SET EXERCISE: Give every line back verbatim, dropping all images.

* Begin *

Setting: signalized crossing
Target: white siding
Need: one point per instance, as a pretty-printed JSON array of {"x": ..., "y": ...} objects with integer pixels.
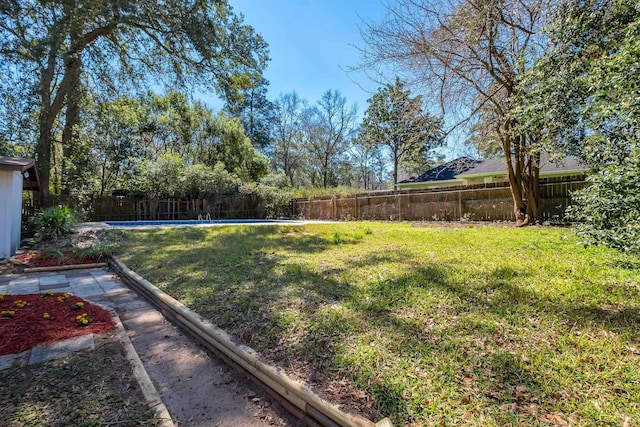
[{"x": 10, "y": 212}]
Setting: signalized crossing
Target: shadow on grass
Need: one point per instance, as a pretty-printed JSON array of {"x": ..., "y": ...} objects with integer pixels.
[{"x": 293, "y": 313}]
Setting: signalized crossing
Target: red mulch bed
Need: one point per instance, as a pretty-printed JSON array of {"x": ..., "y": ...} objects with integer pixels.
[
  {"x": 27, "y": 328},
  {"x": 35, "y": 259}
]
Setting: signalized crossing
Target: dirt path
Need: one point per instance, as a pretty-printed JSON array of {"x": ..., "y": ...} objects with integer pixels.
[{"x": 197, "y": 388}]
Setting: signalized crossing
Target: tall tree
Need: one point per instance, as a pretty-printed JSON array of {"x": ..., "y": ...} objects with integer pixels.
[
  {"x": 582, "y": 97},
  {"x": 287, "y": 156},
  {"x": 470, "y": 53},
  {"x": 328, "y": 127},
  {"x": 369, "y": 162},
  {"x": 396, "y": 120},
  {"x": 54, "y": 45}
]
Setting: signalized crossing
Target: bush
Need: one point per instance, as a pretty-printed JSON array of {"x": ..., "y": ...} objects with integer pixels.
[
  {"x": 274, "y": 196},
  {"x": 608, "y": 211},
  {"x": 54, "y": 222},
  {"x": 98, "y": 251}
]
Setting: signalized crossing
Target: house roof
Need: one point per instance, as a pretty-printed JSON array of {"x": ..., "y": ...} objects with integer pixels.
[
  {"x": 547, "y": 167},
  {"x": 26, "y": 166},
  {"x": 445, "y": 171}
]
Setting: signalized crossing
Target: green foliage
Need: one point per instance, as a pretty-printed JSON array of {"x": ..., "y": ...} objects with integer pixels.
[
  {"x": 169, "y": 176},
  {"x": 336, "y": 239},
  {"x": 396, "y": 120},
  {"x": 49, "y": 50},
  {"x": 274, "y": 195},
  {"x": 583, "y": 99},
  {"x": 98, "y": 251},
  {"x": 482, "y": 326},
  {"x": 308, "y": 193},
  {"x": 52, "y": 254},
  {"x": 55, "y": 221}
]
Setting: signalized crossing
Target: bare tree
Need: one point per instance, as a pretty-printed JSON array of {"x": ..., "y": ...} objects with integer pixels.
[
  {"x": 328, "y": 127},
  {"x": 286, "y": 131},
  {"x": 470, "y": 54}
]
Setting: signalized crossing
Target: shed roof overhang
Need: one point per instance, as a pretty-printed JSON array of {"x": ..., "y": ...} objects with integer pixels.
[{"x": 27, "y": 167}]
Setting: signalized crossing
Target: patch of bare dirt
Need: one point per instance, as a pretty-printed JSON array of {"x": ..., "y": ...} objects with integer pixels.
[{"x": 88, "y": 388}]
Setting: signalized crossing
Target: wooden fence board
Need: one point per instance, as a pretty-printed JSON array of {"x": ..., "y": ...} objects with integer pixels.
[{"x": 491, "y": 202}]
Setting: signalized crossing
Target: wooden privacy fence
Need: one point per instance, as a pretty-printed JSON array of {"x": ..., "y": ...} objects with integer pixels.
[
  {"x": 125, "y": 208},
  {"x": 489, "y": 202}
]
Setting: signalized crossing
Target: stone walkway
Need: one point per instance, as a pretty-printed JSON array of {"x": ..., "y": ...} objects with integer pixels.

* End *

THE RESULT:
Setting: signalized crossing
Target: white siding
Need: one point per instance, as a pretty-printed JSON array of {"x": ..., "y": ...} objects with integer pixels.
[{"x": 10, "y": 212}]
Setting: signalized crossing
Target: shadow on grass
Need: one point per instance, as a pretty-printed JSON array of {"x": ..., "y": ...} objects with integer pixels.
[{"x": 293, "y": 313}]
Setting: signalized crossing
Target: red mulch bed
Need: one point per instance, as a pretty-printed JSON array of {"x": ..., "y": ...} objects with integer pixels.
[
  {"x": 27, "y": 328},
  {"x": 35, "y": 259}
]
Setting: signalized crossing
Target: dirt path
Need: one point per instance, as a pretty-printed JSON array of {"x": ..., "y": ...} objects with integer pixels.
[{"x": 197, "y": 388}]
Setting: signalized crossing
Target: tall tree
Need: one point per instance, as a pretty-printed JSON array of {"x": ..., "y": ...} objects with integer pixels.
[
  {"x": 582, "y": 97},
  {"x": 287, "y": 156},
  {"x": 470, "y": 53},
  {"x": 328, "y": 127},
  {"x": 369, "y": 162},
  {"x": 396, "y": 120},
  {"x": 54, "y": 45}
]
Setting: signalized crossing
Target: bush
Need: one point per instance, as a pretty-printed JSON array of {"x": ..., "y": ...} objects with integer pixels.
[
  {"x": 274, "y": 196},
  {"x": 608, "y": 211},
  {"x": 54, "y": 222},
  {"x": 98, "y": 251}
]
Setting: signalized crossing
Target: house roof
Need: one point per instance, as a pretty-printed JSON array of {"x": ..., "y": ...} objects with integer pixels.
[
  {"x": 547, "y": 167},
  {"x": 26, "y": 166},
  {"x": 445, "y": 171}
]
Setting: signalized crossing
Target: green foliage
Need: one point per instance, as a pretty-printed JSON array of {"x": ..., "y": ...} objects with integer pixels.
[
  {"x": 169, "y": 176},
  {"x": 336, "y": 239},
  {"x": 396, "y": 120},
  {"x": 49, "y": 50},
  {"x": 274, "y": 195},
  {"x": 583, "y": 99},
  {"x": 98, "y": 251},
  {"x": 482, "y": 326},
  {"x": 308, "y": 193},
  {"x": 52, "y": 254},
  {"x": 55, "y": 221}
]
Setting: signalized crossing
Target: bare tree
Need: one point per instance, as a pretty-printed JSON array of {"x": ..., "y": ...} objects with integer pixels.
[
  {"x": 328, "y": 127},
  {"x": 286, "y": 131},
  {"x": 470, "y": 54}
]
Setting: signalized crossing
Target: shed roof overhang
Need: one point per instance, as a pretty-printed JSON array of {"x": ..., "y": ...} objects with integer pixels.
[{"x": 27, "y": 167}]
Setting: signalized crossing
Target: patch of bare dirt
Need: one point per instance, as a pretty-printed JSON array of {"x": ..., "y": ...} objects with integer pixels.
[{"x": 88, "y": 388}]
Setting: signalized crossing
Target: wooden fence board
Need: one point per instance, as a pretty-printed JSON array of {"x": ..., "y": ...} objects with integer pixels.
[{"x": 491, "y": 202}]
Setting: signalized crossing
Target: wooden privacy fence
Need: one point per instance, as a pretty-printed JSON array of {"x": ..., "y": ...} objects with integer pixels.
[
  {"x": 125, "y": 208},
  {"x": 489, "y": 202}
]
Setting: signalized crossing
Target: stone walkway
Need: one point per instance, as a pretty-printed JSON array of {"x": ..., "y": ...} objects with integer pixels.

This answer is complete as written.